#### DO THIS
Count the lines in the data below that contain the string "green", and reply with the number alone.

(Dataset records)

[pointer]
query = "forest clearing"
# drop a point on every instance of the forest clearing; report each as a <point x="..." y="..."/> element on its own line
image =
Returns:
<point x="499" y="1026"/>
...
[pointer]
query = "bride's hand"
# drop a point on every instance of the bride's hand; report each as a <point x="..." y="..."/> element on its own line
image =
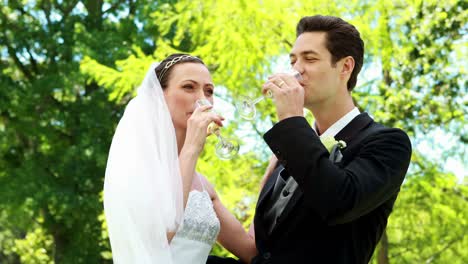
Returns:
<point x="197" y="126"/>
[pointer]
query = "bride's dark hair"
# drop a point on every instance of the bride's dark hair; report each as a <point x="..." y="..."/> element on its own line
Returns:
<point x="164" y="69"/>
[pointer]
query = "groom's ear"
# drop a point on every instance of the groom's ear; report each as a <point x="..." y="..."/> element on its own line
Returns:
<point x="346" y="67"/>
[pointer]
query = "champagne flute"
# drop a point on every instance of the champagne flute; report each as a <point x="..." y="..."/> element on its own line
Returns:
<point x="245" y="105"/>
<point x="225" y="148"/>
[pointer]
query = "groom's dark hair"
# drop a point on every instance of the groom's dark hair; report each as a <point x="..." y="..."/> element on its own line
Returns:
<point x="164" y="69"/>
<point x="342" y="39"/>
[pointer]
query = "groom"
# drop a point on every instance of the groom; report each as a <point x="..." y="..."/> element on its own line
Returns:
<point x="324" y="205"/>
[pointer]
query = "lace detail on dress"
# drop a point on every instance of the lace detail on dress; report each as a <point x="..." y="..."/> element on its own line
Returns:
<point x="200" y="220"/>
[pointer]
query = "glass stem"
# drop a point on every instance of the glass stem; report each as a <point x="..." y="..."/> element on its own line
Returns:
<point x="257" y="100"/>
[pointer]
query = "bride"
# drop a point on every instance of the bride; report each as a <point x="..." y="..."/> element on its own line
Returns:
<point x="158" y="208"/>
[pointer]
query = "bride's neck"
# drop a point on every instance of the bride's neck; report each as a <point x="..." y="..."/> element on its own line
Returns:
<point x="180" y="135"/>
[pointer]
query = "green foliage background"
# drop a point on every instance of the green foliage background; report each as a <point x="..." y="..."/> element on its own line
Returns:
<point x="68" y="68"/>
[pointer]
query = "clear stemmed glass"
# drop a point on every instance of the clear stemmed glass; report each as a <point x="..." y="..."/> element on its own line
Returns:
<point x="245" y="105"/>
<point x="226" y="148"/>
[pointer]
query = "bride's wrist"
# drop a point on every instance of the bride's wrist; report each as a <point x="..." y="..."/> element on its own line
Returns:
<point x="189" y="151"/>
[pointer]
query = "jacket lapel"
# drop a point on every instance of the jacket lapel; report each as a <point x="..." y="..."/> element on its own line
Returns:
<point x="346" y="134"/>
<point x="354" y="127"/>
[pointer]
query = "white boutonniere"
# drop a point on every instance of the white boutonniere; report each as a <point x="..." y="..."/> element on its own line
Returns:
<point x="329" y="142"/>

#### RESPONSE TO THIS EXERCISE
2